> Source document
==================================================
Think You Have Insurance Against Claims for Disclosure of Confidential Information? You May Want to Check Again
Are you relying on your insurance policy to cover unauthorized or unintended electronic disclosure of confidential information? If so, you may want to take a closer look at your policy with an eye towards objections to coverage raised by an insurance company in a recent Fourth Circuit case.
In Travelers Indemnity Co. of America v. Portal Healthcare Solutions LLC, the Fourth Circuit Court of Appeals affirmed the Eastern District of Virginia’s decision requiring the insurance company defend its insured against improper disclosure claims.¹ The case arose after a class-action lawsuit was filed in New York against the insured alleging failure to adequately safeguard confidential medical records. According to the pleadings, patients of the hospital found their medical records available on the Internet upon Google searches of their names. Portal Healthcare and Travelers disagreed over whether the insurance policies obligated Travelers to defend the class-action and filed cross-motions for summary judgment in the Eastern District of Virginia.
According to the Eastern District decision, the insurance policies covered “electronic publication of material that . . . gives unreasonable publicity to a person’s private life” or “discloses information about a person’s private life.” Given that the insured stored confidential medical records, it doesn’t seem unreasonable that the insured would have thought it had coverage for data disclosure types of claims. However, the insurance company took the position that defense of the insured was not required.
==================================================
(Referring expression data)
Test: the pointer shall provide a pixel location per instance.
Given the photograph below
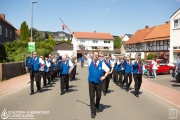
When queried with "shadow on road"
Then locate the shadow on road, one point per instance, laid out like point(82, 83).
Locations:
point(102, 107)
point(83, 102)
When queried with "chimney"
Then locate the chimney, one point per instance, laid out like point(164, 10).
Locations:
point(2, 16)
point(146, 26)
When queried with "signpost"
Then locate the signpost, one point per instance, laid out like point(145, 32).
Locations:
point(31, 46)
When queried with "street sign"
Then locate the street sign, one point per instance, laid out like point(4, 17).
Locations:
point(31, 46)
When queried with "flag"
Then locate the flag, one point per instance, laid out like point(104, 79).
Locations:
point(63, 26)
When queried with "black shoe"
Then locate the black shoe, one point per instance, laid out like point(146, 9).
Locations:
point(93, 115)
point(104, 93)
point(97, 110)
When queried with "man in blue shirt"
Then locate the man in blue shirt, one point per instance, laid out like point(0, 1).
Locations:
point(82, 61)
point(137, 73)
point(95, 78)
point(34, 73)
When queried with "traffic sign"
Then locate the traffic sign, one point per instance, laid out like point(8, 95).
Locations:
point(31, 46)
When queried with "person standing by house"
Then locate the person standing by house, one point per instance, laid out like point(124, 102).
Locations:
point(47, 65)
point(95, 78)
point(34, 73)
point(66, 68)
point(82, 61)
point(154, 67)
point(128, 72)
point(137, 73)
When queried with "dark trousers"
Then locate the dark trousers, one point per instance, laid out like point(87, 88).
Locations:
point(105, 84)
point(73, 74)
point(42, 74)
point(64, 81)
point(52, 74)
point(34, 74)
point(123, 79)
point(128, 84)
point(115, 76)
point(82, 63)
point(94, 89)
point(138, 81)
point(120, 77)
point(47, 76)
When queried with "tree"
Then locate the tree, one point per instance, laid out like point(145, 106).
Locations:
point(150, 56)
point(24, 32)
point(37, 35)
point(117, 43)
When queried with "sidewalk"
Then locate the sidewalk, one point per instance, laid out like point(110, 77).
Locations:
point(13, 83)
point(167, 94)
==================================================
> Tasks to perform
A. Rewrite the paragraph of the insurance article that begins "In Travelers Indemnity Co. of America v. Portal Healthcare Solutions LLC" in shorter form, keeping its main facts.
B. According to the insurance article, how did the hospital's patients come across their medical records?
C. Proceed with the article on insurance coverage for disclosure of confidential information, starting after its last sentence.

> Responses in order
A. The Fourth Circuit upheld an Eastern District of Virginia ruling that Travelers had to defend its insured, Portal Healthcare, against improper disclosure claims. The case began with a New York class action accusing the insured of failing to protect confidential medical records. Patients had found their records on the Internet by searching their names on Google. Portal Healthcare and Travelers disagreed over whether the policies required Travelers to defend the suit, and both filed motions for summary judgment in the Eastern District of Virginia.

B. They found them on the Internet by searching their names on Google.

C.
As grounds for not defending against the class action suit, Travelers asserted that there could be no publication as required under the policy because “the entire purpose of the services [the insured] provided was to keep the medical records private and confidential.” According to the insurance company’s argument, the fact that the records ended up available on the Internet did not mean they were published. In a similar vein, the insurance company argued that the policies at issue would only provide coverage if the insured had taken steps intending to attract the public, and further that there was no publication (and therefore no coverage) because no third-party was alleged to have actually viewed the information.
Although Travelers’ arguments were rejected and the Court found defense required, engaging in these types of disputes over policy language has potential for undesirable consequences in the underlying action (e.g., an insured might end up having to argue that there was a publication of confidential information to get insurance coverage, when that might be one of the elements of the very claim against the insured). The case goes to show how important it is to review your coverages for data disclosure and cybersecurity types of claims, lest you find yourself surprised to fighting two battles instead of one.
¹See Travelers Indemnity Co. of America v. Portal Healthcare Solutions, LLC, Case No. 14-1944 (4th Cir. April 11, 2016) at the District Court, 35 F.Supp.3d 765 (E.D. Va. 2014).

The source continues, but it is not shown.